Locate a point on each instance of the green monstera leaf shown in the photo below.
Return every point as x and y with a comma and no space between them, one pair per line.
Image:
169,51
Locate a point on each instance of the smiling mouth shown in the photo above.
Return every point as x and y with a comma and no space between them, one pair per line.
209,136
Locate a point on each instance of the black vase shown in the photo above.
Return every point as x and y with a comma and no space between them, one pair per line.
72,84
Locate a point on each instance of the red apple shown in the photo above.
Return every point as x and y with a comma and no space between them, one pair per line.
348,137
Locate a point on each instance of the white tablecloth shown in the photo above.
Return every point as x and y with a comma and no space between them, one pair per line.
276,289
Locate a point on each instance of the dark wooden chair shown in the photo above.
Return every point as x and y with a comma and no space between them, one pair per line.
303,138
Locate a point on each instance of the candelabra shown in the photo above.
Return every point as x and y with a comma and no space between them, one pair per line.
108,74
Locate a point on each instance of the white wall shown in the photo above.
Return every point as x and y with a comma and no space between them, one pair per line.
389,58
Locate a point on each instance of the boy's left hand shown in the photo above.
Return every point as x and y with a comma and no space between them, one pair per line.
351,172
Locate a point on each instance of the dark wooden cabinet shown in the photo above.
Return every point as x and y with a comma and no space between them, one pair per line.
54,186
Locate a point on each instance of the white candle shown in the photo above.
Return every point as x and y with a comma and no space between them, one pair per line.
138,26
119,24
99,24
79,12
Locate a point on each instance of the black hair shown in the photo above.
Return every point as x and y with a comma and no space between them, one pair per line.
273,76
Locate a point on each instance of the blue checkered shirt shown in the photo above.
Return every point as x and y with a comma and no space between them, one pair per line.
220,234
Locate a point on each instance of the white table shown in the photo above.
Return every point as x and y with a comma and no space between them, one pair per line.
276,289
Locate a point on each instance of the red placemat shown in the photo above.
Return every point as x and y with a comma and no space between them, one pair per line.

++++

(AIM OF THE EXERCISE): Whenever a line in the entries holds the word "dark", copy that line.

(EXERCISE SOLUTION):
Locate a point on each instance of the dark wooden chair shown in the photo above.
Locate a point on each instance of the dark wooden cabinet shown in the photo above.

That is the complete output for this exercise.